Extracted entries>
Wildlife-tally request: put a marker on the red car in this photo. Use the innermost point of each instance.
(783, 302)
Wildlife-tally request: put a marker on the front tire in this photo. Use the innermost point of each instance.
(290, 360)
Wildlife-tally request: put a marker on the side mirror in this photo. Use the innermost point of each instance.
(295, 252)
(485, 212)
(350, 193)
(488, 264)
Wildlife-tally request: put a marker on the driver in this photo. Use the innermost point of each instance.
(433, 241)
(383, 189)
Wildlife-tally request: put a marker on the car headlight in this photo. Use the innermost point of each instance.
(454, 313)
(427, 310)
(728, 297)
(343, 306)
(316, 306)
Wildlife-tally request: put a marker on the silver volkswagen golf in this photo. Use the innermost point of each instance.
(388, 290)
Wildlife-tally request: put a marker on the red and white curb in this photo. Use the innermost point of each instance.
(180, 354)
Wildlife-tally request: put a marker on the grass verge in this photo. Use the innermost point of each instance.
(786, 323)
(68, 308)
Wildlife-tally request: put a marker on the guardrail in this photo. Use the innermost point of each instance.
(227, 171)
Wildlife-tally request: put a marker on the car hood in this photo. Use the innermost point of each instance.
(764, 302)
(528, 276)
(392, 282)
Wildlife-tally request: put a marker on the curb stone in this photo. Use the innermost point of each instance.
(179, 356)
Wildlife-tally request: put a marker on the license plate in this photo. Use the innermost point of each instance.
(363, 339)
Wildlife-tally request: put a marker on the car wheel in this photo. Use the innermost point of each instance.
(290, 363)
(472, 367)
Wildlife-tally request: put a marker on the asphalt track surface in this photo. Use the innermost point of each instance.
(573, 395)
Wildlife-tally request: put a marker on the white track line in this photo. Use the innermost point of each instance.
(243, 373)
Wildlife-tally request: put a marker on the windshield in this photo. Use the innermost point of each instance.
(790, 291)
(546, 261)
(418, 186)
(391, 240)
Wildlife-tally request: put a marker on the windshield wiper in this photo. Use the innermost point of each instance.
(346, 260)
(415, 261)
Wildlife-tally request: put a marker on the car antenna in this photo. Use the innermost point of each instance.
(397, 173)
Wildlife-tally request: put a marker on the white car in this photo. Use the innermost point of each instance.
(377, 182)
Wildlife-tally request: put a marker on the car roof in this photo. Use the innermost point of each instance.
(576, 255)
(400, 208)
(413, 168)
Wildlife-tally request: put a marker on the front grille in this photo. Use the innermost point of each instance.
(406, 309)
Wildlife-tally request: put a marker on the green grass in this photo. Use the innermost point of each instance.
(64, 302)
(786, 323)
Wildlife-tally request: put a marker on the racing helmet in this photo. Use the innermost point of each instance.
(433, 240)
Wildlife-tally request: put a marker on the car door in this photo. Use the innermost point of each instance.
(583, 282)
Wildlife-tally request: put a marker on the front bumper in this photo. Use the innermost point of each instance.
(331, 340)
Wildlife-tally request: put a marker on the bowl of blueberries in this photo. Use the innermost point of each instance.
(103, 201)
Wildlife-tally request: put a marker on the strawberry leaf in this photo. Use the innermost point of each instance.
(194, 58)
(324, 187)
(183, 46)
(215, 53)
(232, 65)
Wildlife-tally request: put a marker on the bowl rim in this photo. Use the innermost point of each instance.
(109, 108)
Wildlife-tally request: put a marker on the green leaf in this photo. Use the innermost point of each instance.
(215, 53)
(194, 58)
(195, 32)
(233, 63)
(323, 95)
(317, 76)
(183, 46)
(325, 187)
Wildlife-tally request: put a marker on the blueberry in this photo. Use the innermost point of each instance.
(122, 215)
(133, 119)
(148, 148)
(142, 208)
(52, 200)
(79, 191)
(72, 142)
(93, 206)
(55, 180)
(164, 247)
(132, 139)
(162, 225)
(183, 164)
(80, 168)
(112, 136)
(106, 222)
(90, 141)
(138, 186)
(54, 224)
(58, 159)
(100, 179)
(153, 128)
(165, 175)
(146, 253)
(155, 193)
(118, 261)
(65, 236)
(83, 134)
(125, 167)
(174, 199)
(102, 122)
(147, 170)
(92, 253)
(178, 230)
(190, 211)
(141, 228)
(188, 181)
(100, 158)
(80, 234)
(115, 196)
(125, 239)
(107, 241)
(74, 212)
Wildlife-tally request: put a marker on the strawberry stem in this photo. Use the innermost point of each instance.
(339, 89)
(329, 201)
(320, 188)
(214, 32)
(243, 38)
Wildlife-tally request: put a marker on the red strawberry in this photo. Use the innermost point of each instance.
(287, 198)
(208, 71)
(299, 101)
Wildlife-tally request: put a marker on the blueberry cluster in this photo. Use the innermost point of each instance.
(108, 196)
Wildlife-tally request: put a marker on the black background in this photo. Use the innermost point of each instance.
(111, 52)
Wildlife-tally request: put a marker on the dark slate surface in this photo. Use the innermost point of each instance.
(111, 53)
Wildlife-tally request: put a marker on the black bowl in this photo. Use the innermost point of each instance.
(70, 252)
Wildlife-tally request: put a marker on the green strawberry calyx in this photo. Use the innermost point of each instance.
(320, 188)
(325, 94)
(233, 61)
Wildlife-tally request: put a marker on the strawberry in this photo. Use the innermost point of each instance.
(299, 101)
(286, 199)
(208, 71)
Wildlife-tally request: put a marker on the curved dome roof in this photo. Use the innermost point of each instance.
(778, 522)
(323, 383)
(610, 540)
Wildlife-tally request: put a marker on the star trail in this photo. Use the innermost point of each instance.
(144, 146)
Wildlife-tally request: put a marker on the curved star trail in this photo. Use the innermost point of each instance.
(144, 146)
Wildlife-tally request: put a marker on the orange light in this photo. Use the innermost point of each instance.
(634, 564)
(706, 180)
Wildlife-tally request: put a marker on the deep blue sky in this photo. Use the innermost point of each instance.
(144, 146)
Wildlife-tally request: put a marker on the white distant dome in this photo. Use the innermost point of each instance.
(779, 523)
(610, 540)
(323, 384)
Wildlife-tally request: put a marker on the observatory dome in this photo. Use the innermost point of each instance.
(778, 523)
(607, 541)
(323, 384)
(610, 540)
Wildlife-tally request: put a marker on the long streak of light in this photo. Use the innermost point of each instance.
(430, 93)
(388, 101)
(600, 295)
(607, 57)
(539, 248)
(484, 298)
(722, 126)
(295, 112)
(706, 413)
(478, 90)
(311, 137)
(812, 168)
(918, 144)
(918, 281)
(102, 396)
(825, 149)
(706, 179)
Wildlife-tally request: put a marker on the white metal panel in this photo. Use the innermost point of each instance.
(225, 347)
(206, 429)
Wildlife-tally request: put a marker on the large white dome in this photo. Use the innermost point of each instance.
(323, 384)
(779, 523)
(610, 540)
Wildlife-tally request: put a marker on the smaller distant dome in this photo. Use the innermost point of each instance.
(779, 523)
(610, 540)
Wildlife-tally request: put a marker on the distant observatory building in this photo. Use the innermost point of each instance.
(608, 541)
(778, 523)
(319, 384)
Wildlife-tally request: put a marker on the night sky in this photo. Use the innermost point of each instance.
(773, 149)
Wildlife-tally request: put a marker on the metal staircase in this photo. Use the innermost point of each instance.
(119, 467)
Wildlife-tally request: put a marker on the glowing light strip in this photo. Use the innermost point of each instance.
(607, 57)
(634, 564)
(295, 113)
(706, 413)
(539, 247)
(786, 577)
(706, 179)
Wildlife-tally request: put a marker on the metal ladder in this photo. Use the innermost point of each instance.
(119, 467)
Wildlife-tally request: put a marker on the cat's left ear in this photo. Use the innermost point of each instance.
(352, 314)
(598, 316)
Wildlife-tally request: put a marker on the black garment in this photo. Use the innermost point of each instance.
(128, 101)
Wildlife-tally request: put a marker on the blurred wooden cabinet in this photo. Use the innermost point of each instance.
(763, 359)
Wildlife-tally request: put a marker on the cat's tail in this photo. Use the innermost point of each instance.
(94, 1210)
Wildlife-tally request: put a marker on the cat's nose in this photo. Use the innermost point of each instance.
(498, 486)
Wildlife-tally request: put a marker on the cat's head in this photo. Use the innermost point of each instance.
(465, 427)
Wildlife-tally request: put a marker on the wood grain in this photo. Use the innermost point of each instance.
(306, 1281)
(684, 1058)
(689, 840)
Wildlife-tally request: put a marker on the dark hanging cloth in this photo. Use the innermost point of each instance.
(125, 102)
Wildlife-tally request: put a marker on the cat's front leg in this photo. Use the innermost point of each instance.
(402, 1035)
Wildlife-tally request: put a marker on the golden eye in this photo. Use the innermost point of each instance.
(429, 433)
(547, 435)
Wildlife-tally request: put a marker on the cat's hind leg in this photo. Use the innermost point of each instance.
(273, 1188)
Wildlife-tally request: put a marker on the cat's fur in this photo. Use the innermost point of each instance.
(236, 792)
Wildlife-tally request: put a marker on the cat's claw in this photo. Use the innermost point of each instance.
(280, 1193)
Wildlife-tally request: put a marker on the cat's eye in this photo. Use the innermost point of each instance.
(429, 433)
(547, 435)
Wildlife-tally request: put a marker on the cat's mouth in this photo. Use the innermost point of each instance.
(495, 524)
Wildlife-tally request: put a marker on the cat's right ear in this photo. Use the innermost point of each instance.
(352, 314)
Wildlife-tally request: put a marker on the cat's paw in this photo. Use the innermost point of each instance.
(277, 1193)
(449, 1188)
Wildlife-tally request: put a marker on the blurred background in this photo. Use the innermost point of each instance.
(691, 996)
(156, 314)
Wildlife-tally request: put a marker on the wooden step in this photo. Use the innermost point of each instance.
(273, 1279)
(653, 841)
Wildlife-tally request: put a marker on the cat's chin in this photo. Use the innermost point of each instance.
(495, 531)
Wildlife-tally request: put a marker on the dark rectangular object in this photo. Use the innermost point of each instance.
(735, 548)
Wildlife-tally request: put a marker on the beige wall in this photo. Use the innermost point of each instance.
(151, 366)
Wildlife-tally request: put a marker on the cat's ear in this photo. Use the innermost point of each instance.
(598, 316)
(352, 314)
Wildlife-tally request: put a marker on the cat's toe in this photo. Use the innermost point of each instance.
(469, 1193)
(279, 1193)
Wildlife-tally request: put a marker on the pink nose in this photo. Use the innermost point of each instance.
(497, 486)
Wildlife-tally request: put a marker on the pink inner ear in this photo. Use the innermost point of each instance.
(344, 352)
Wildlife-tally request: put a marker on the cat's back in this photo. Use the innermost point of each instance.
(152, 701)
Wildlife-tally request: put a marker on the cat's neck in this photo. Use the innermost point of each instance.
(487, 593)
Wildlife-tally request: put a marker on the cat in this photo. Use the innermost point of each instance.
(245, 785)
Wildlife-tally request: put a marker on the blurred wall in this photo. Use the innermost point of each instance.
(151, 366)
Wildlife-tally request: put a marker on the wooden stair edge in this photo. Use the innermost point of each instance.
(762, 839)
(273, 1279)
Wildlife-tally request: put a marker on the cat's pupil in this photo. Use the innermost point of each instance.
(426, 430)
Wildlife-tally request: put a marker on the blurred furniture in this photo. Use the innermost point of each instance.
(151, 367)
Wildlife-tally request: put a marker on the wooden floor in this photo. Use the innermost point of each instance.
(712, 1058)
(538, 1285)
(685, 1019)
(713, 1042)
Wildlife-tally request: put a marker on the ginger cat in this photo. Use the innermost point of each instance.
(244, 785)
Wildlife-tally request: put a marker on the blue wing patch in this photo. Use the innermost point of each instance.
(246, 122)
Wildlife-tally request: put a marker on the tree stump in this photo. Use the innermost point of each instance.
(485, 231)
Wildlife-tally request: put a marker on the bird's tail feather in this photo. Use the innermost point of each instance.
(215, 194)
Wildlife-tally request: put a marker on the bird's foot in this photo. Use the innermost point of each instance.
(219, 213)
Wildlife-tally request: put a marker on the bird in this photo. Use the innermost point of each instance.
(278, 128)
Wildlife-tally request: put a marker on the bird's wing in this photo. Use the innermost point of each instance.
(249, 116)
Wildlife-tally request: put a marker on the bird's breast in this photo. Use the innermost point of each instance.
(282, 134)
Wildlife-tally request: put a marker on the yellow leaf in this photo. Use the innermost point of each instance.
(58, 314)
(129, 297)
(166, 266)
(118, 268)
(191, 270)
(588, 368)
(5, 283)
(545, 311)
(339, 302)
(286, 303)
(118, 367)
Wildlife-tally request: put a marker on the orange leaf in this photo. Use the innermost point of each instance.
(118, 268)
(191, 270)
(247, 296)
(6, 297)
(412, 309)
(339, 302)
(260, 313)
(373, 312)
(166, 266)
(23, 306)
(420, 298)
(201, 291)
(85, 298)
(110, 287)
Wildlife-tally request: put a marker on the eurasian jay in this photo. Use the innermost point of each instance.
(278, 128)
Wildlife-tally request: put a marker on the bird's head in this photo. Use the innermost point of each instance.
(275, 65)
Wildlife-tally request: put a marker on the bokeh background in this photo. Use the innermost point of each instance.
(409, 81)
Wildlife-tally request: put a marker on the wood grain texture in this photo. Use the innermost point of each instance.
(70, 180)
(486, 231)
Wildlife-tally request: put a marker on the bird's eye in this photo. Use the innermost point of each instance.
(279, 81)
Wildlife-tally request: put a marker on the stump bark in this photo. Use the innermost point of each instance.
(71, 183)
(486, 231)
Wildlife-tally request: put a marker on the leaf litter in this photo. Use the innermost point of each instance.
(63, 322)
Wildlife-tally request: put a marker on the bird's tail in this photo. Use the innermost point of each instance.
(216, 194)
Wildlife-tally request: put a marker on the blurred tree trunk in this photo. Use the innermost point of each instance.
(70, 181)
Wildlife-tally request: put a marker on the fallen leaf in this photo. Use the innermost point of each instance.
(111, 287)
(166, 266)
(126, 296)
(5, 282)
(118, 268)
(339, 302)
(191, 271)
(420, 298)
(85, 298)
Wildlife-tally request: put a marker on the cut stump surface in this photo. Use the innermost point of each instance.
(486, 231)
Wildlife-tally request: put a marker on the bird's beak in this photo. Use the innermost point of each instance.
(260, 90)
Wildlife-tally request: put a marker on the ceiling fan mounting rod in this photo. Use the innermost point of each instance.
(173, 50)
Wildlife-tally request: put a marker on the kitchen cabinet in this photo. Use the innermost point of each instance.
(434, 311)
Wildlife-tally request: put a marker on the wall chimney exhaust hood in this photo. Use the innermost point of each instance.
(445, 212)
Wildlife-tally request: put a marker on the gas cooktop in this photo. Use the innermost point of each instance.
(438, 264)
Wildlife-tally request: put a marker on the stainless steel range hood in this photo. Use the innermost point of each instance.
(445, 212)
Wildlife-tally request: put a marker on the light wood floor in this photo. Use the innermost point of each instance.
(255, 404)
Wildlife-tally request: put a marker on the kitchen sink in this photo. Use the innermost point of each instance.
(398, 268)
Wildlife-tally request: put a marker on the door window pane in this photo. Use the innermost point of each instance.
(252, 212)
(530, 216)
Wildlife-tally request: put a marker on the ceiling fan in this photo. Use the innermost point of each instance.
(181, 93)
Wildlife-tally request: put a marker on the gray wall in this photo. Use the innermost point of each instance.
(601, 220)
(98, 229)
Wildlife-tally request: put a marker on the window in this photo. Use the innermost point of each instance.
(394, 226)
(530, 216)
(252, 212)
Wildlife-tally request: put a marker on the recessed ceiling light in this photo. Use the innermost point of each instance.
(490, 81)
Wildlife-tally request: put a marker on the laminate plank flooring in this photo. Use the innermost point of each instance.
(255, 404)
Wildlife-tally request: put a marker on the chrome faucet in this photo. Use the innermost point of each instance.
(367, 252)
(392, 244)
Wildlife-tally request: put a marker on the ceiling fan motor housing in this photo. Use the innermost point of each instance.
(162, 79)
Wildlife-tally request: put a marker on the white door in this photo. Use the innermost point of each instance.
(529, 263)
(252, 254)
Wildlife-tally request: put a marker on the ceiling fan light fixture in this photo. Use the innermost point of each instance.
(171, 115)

Aim of the exercise> Repeat, with no changes, each line from the one with "Wildlife-tally request: put a marker on the laminate" to the end of the listing, including both ends and nothing else.

Complete response>
Wildlife-tally request: put a marker on the laminate plank flooring in this photo. Use the innermost point of each instance.
(255, 404)
Wildlife-tally request: put a marker on the chrome faucet in this photo. Use the innermost point of each instance.
(367, 252)
(392, 244)
Wildlife-tally request: put a marker on the ceiling fan motor housing in this photo. Use the innermost point of each instance.
(162, 79)
Wildlife-tally request: put a marker on the white door in this photo. Use the innermost point of each instance.
(529, 263)
(252, 254)
Wildlife-tally request: put a marker on the ceiling fan light fixture in this photo. Use the innermost point of each instance.
(171, 115)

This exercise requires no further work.